-------- EXCERPTED TEXT
A pivotal achievement of our investigation is the successful determination of the optimal cut-point for the MRP score. This critical threshold proficiently delineates a poor-prognosis group across all analyzed cohorts, underscoring the robustness and universal applicability of the MRP in risk stratification. While partially aligned with prevailing cytogenetic and molecular classifications, the MRP algorithm reconfigures risk groups with enhanced efficiency. This reclassification not only corroborates the established risk factors but also refines them, thereby presenting a more nuanced and potentially more accurate landscape of risk stratification in pediatric ALL.

The main advantage of our approach relates to the large sample size and the long-follow up of the patients. One limitation of our study, however, is the lower predictive performance of the RRP in the Nordic [40] independent validation set. The training set originated from Nordic patients treated on either the NOPHO-92 or NOPHO-2000 protocols, in which MRD measurements were not used to guide the indication of allo-HCT [6, 16]. On the contrary, MRD analysis was performed at days 29 and 79 post-induction to select candidates for allo-HCT in the NOPHO-2008 protocol [12]. Differences in treatment between the protocols may explain the lower reproducibility of the RRP, and further highlights the importance that MRD analysis plays in treatment stratification. Regardless, the prognostic value of our MRP was replicated in the cohort of patients treated on NOPHO-2008, indicating that our methylation-based MRP identifies patients who will succumb to their disease despite MRD-guided approaches. Future studies evaluating this methodology should pursue its potential enrichment with MRD data for risk stratification. Another relevant issue is the absence of a comparison between prognostic classifications based on integrative genomic profiling data. Such a comparison could be beneficial for evaluating different methods and refining the methodology further [54].

The translation of epigenetic biomarkers into clinical practice has been limited, with only a few successful examples in oncology [55]. DNA methylation is not currently performed in the clinical management for ALL, and consequently its implementation into the clinical routine will need a progressive adaptation [2]. Furthermore, optimizing epigenetic biomarkers for clinical use is not straightforward, and several factors need to be considered, such as genomic region selection, accurate DNA methylation measurements, confounding parameter identification, standardized data analysis, efficient turnaround time, and cost considerations [56]. However, the incorporation of DNA methylation signatures could offer a deeper layer of biological complexity, thereby facilitating more informed clinical decisions and potentially transforming patient care.
----------------
-------- INFORMATION PROVIDED
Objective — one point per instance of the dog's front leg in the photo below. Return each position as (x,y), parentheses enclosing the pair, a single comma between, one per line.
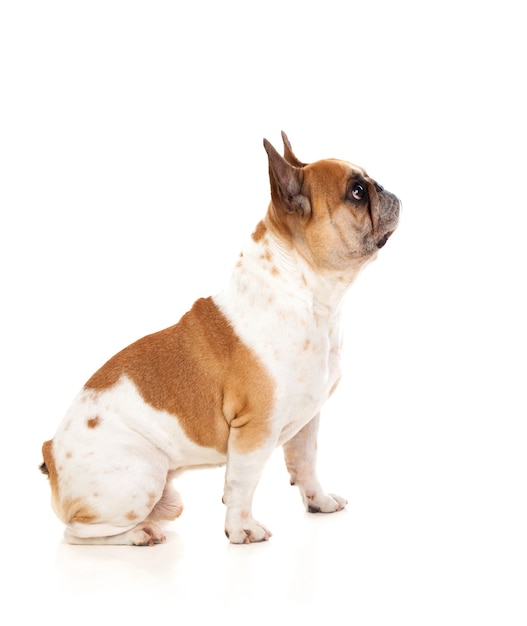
(241,478)
(300,457)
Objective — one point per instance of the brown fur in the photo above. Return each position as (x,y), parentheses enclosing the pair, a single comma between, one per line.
(200,371)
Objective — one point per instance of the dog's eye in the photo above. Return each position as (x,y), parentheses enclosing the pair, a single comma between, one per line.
(357,191)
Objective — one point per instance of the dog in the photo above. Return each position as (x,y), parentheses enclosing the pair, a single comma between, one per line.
(240,374)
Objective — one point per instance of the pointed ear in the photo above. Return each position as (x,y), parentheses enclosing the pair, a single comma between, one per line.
(289,155)
(286,183)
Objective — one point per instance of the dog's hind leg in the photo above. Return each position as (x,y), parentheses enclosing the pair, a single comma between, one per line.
(144,534)
(169,506)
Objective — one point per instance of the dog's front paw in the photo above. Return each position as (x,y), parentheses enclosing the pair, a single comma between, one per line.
(324,503)
(247,531)
(147,534)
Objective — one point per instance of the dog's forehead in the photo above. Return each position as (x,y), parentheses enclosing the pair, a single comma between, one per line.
(337,169)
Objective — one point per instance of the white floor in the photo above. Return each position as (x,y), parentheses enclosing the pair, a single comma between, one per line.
(132,171)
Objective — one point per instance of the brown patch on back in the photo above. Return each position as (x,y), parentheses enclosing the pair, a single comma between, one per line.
(202,372)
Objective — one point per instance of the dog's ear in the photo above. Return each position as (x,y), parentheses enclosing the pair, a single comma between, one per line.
(289,155)
(286,183)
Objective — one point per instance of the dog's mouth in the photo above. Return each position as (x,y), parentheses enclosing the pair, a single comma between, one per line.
(382,241)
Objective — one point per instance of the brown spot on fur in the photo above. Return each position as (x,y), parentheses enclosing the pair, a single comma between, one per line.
(93,422)
(202,372)
(77,511)
(259,232)
(151,500)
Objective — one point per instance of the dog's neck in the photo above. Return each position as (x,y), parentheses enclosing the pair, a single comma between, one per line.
(272,264)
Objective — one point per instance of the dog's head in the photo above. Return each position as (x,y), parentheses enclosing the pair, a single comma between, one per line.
(333,212)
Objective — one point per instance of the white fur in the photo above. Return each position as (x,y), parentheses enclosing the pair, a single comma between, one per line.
(290,316)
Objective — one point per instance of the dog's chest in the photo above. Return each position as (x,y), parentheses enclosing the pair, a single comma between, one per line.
(298,343)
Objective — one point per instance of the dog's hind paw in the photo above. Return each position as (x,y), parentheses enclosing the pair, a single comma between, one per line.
(324,503)
(147,534)
(250,531)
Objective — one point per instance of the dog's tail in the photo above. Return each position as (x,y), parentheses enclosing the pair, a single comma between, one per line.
(48,468)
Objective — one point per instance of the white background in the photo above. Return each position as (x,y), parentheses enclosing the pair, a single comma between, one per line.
(132,171)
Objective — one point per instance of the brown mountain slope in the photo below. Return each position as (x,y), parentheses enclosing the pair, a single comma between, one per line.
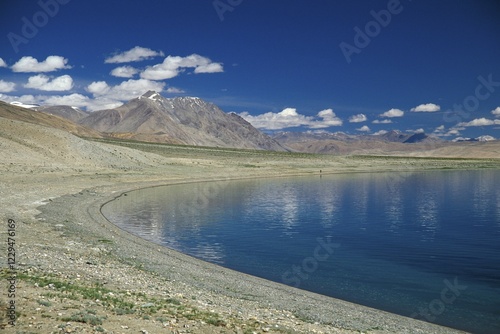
(181,120)
(12,112)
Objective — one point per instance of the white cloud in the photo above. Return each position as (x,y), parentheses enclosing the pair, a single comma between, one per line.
(480,122)
(75,100)
(104,96)
(289,118)
(174,90)
(172,66)
(384,121)
(393,113)
(328,119)
(43,82)
(364,128)
(496,112)
(357,118)
(30,64)
(124,72)
(136,54)
(98,88)
(452,132)
(7,87)
(209,68)
(439,128)
(381,132)
(428,107)
(125,91)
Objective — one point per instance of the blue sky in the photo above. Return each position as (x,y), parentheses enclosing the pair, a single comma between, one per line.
(351,66)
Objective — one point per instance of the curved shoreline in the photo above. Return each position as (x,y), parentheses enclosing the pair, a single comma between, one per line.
(64,235)
(231,284)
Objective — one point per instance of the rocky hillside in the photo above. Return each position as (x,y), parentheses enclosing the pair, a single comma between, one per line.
(181,120)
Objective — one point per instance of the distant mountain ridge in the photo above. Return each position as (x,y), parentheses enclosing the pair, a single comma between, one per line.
(180,120)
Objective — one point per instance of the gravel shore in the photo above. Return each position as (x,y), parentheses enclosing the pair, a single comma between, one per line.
(78,273)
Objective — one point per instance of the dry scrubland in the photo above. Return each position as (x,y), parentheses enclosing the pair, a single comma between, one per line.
(77,273)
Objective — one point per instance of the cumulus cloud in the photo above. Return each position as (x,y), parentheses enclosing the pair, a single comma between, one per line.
(357,118)
(328,119)
(136,54)
(43,82)
(172,66)
(29,64)
(289,118)
(364,128)
(384,121)
(124,72)
(7,87)
(380,132)
(393,113)
(496,112)
(480,122)
(428,107)
(439,131)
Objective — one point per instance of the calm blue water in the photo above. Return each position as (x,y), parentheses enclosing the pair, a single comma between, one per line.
(423,245)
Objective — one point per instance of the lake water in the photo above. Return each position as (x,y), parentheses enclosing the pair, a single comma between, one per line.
(423,245)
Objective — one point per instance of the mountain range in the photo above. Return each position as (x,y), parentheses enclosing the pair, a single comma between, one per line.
(180,120)
(193,121)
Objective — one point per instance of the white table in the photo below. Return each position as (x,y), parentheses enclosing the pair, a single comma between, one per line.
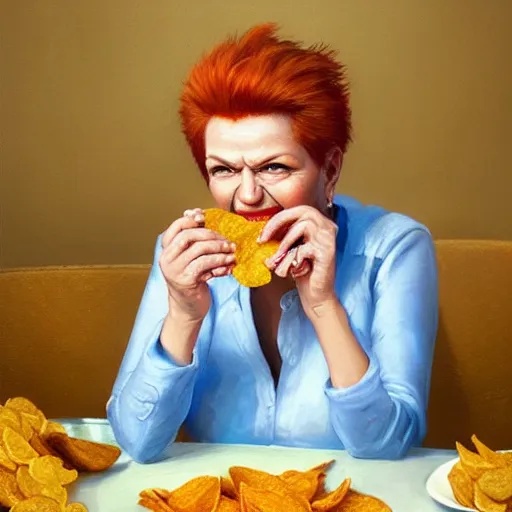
----------------
* _WORK ITEM A_
List every factor that the excerpt on methylation-based risk stratification says must be considered when optimizing epigenetic biomarkers for clinical use.
* _WORK ITEM B_
Summarize the excerpt on methylation-based risk stratification in two sentences.
* _WORK ITEM C_
Please output the part of the excerpt on methylation-based risk stratification from "The translation of" to "transforming patient care.".
Work from the excerpt alone, not the rows.

* _TASK SOLUTION A_
- genomic region selection
- accurate DNA methylation measurements
- confounding parameter identification
- standardized data analysis
- efficient turnaround time
- cost considerations

* _TASK SOLUTION B_
The optimal cut-point for the MRP score marks out a poor-prognosis group across all analyzed cohorts and refines established risk factors in pediatric ALL. Its prognostic value was replicated in patients treated on the MRD-guided NOPHO-2008 protocol, although the RRP performed less well in the Nordic validation set, and bringing DNA methylation biomarkers into clinical routine will need progressive adaptation.

* _TASK SOLUTION C_
The translation of epigenetic biomarkers into clinical practice has been limited, with only a few successful examples in oncology [55]. DNA methylation is not currently performed in the clinical management for ALL, and consequently its implementation into the clinical routine will need a progressive adaptation [2]. Furthermore, optimizing epigenetic biomarkers for clinical use is not straightforward, and several factors need to be considered, such as genomic region selection, accurate DNA methylation measurements, confounding parameter identification, standardized data analysis, efficient turnaround time, and cost considerations [56]. However, the incorporation of DNA methylation signatures could offer a deeper layer of biological complexity, thereby facilitating more informed clinical decisions and potentially transforming patient care.